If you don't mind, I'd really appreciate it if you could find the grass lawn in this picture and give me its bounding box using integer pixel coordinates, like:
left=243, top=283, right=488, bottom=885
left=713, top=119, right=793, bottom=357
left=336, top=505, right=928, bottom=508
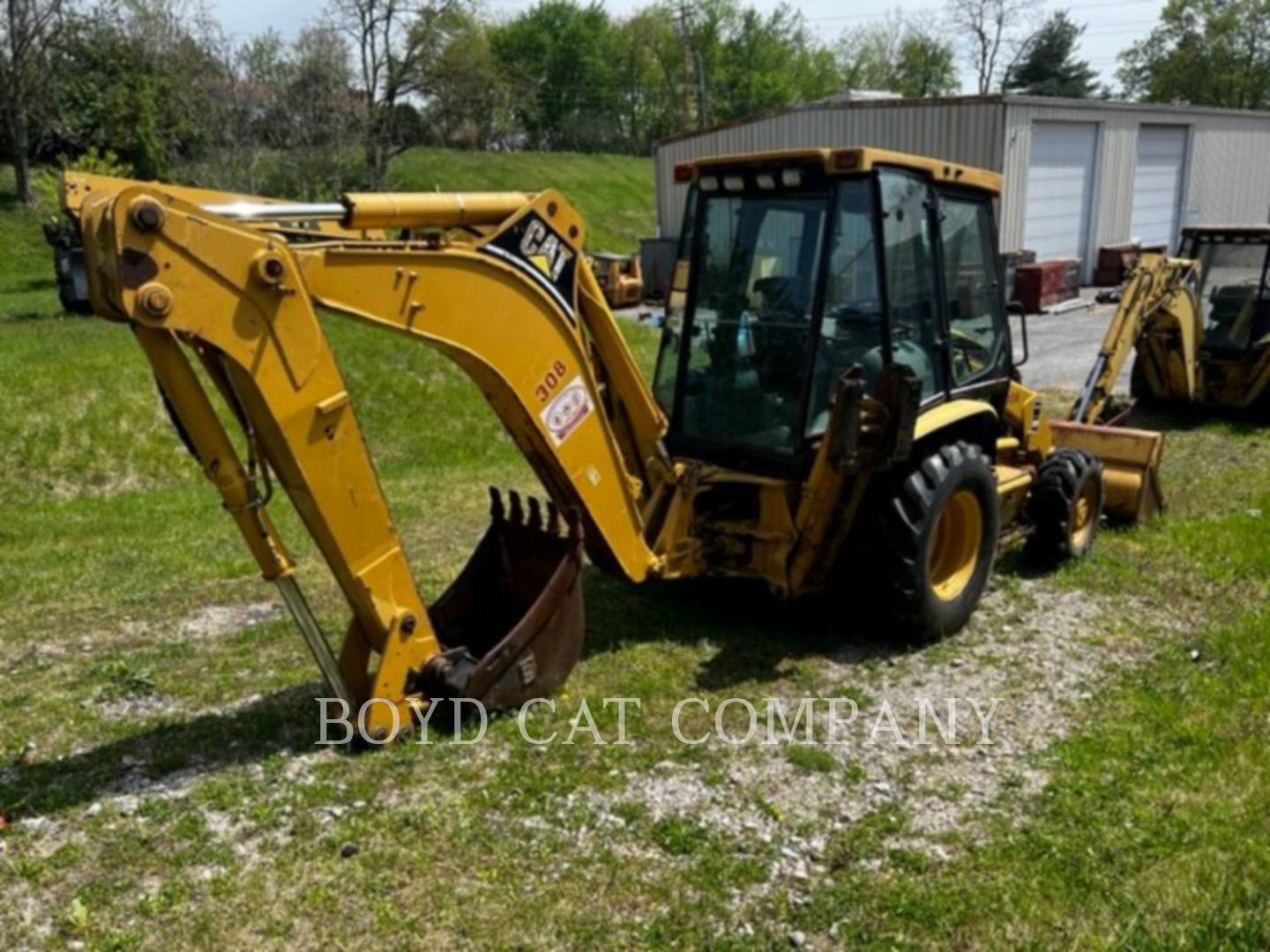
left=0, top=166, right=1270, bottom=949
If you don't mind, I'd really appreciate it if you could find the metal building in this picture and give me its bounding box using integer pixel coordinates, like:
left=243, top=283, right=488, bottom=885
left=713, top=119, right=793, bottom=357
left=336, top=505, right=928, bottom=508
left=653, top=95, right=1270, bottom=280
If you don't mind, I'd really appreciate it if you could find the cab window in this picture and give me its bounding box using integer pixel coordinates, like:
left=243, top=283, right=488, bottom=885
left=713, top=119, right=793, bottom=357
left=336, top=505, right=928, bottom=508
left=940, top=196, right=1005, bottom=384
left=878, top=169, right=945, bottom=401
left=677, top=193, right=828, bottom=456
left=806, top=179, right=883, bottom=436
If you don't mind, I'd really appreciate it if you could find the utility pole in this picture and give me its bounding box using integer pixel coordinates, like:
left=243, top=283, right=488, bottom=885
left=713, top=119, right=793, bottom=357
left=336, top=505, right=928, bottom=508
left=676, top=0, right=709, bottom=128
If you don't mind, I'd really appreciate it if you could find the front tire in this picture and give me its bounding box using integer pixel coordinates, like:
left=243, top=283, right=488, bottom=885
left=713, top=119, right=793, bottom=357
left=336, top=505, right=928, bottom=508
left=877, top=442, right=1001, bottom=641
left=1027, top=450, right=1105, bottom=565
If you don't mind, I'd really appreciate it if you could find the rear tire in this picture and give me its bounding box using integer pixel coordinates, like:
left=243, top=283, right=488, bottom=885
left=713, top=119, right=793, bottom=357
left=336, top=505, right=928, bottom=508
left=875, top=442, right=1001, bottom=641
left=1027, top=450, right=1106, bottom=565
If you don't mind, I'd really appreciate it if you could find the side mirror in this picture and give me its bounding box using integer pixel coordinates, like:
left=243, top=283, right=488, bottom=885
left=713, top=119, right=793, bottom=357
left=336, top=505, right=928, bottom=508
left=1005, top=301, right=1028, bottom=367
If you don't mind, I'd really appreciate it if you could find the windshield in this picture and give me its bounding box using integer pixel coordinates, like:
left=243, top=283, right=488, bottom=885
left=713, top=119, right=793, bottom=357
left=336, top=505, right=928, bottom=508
******************************
§ **TASK DETAILS**
Return all of the material above word for word, leaving out the pictures.

§ **WORKED SOLUTION**
If you don't mind, I'd really appreciate it if you could find the grass lawn in this picture and give me its bounding box using integer pixel coordinates, like:
left=243, top=283, right=488, bottom=885
left=713, top=119, right=793, bottom=357
left=336, top=505, right=928, bottom=508
left=0, top=166, right=1270, bottom=949
If you don't mind, I'd really appreciate it if you could find the metal building in this picture and give me its bounding box using integer pixel coordinates, like:
left=243, top=283, right=488, bottom=885
left=713, top=119, right=793, bottom=357
left=336, top=505, right=928, bottom=508
left=653, top=95, right=1270, bottom=280
If you don't mind, I'd really appreciate it if you could find the cab window in this picture and give me its bounding box using integer pixel coordinates, like:
left=243, top=283, right=488, bottom=885
left=713, top=119, right=793, bottom=357
left=336, top=505, right=928, bottom=508
left=940, top=196, right=1005, bottom=384
left=878, top=169, right=945, bottom=401
left=677, top=193, right=828, bottom=456
left=806, top=179, right=883, bottom=436
If you don't mind, I'd really appreciate it if you could find the utility pole in this picture and give me its bounding box using integer pixel coordinates, like:
left=243, top=283, right=488, bottom=885
left=713, top=119, right=793, bottom=357
left=336, top=505, right=928, bottom=508
left=676, top=0, right=709, bottom=128
If you don't mind, I'd really appreciate it if you could find the front tire in this picture and give me its bounding box using integer pixel coordinates, like:
left=243, top=283, right=488, bottom=885
left=713, top=119, right=793, bottom=357
left=336, top=505, right=928, bottom=508
left=877, top=442, right=1001, bottom=641
left=1027, top=450, right=1105, bottom=565
If you don't mind, I'd really appreciate it if you could find the rear tire in this picture and give me its bounding box using integer pixel coordinates, like:
left=243, top=283, right=488, bottom=885
left=713, top=119, right=793, bottom=357
left=336, top=505, right=928, bottom=508
left=875, top=442, right=1001, bottom=641
left=1027, top=450, right=1106, bottom=565
If you don't mind, I'd really appreciate it if you could find the side mirror in this picture and give me its bounding box using integer pixel coordinates, like:
left=243, top=283, right=488, bottom=885
left=713, top=119, right=793, bottom=357
left=336, top=505, right=928, bottom=508
left=1005, top=301, right=1028, bottom=367
If you don't mind, I'd really appreciate it if you could find the windshield in this picture and give me its bounding box using integer pixel coordinates, like:
left=243, top=283, right=488, bottom=885
left=713, top=119, right=793, bottom=357
left=336, top=505, right=928, bottom=508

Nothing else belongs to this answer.